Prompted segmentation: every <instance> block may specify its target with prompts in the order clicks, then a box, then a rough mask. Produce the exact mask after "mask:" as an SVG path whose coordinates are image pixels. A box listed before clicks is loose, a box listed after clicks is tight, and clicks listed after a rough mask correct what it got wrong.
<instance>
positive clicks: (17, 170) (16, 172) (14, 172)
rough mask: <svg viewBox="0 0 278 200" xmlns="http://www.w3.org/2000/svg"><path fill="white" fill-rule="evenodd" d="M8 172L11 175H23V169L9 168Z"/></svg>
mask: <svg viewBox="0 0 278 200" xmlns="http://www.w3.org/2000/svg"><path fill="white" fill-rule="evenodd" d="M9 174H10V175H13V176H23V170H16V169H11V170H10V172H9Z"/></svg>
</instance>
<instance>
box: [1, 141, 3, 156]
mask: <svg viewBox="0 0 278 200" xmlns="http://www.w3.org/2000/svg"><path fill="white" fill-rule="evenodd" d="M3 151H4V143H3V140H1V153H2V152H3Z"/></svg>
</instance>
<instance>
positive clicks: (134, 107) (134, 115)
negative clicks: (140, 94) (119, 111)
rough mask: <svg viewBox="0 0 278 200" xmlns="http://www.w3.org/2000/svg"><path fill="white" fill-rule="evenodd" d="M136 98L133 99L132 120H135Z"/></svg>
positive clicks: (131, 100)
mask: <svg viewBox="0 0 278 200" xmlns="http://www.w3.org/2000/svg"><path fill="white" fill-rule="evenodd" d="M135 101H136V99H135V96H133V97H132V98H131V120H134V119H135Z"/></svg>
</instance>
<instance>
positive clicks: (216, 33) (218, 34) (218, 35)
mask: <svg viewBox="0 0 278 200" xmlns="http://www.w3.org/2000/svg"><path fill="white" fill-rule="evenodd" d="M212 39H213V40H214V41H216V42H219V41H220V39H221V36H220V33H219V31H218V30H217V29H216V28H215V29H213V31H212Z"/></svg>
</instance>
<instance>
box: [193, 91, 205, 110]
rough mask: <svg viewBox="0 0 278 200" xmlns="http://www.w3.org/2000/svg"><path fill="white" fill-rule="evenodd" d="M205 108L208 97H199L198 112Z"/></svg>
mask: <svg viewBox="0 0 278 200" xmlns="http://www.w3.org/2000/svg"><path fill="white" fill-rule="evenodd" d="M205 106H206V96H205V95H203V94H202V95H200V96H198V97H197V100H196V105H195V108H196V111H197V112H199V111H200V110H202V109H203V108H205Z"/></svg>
==================================================
# Written task
Would you write out the listing above exactly, in full?

# Solved problem
Prompted segmentation: every <instance> block may specify its target with prompts in the order clicks, then a box, then a rough mask. Produce the exact mask after "mask:" as an SVG path whose coordinates are image pixels. A box listed before clicks is loose, a box listed after clicks is tight, and clicks listed after a rough mask correct what it got wrong.
<instance>
positive clicks: (17, 170) (16, 172) (14, 172)
rough mask: <svg viewBox="0 0 278 200" xmlns="http://www.w3.org/2000/svg"><path fill="white" fill-rule="evenodd" d="M8 172L11 175H23V169L9 168Z"/></svg>
mask: <svg viewBox="0 0 278 200" xmlns="http://www.w3.org/2000/svg"><path fill="white" fill-rule="evenodd" d="M9 174H10V175H13V176H23V170H16V169H11V170H10V172H9Z"/></svg>
</instance>
<instance>
box: [1, 141, 3, 156]
mask: <svg viewBox="0 0 278 200" xmlns="http://www.w3.org/2000/svg"><path fill="white" fill-rule="evenodd" d="M3 151H4V143H3V140H1V153H2V152H3Z"/></svg>
</instance>
<instance>
positive clicks: (134, 107) (134, 115)
negative clicks: (140, 94) (119, 111)
rough mask: <svg viewBox="0 0 278 200" xmlns="http://www.w3.org/2000/svg"><path fill="white" fill-rule="evenodd" d="M136 98L133 99L132 120H135Z"/></svg>
positive clicks: (131, 100)
mask: <svg viewBox="0 0 278 200" xmlns="http://www.w3.org/2000/svg"><path fill="white" fill-rule="evenodd" d="M135 101H136V99H135V96H133V97H132V98H131V120H134V119H135Z"/></svg>
</instance>
<instance>
positive clicks: (216, 33) (218, 34) (218, 35)
mask: <svg viewBox="0 0 278 200" xmlns="http://www.w3.org/2000/svg"><path fill="white" fill-rule="evenodd" d="M212 39H213V40H214V41H216V42H219V41H220V39H221V36H220V33H219V31H218V30H217V29H216V28H215V29H213V31H212Z"/></svg>
</instance>
<instance>
box: [193, 91, 205, 110]
rough mask: <svg viewBox="0 0 278 200" xmlns="http://www.w3.org/2000/svg"><path fill="white" fill-rule="evenodd" d="M205 108L208 97H199L198 112Z"/></svg>
mask: <svg viewBox="0 0 278 200" xmlns="http://www.w3.org/2000/svg"><path fill="white" fill-rule="evenodd" d="M205 106H206V96H205V95H203V94H202V95H200V96H198V97H197V100H196V105H195V108H196V111H197V112H199V111H200V110H202V109H203V108H205Z"/></svg>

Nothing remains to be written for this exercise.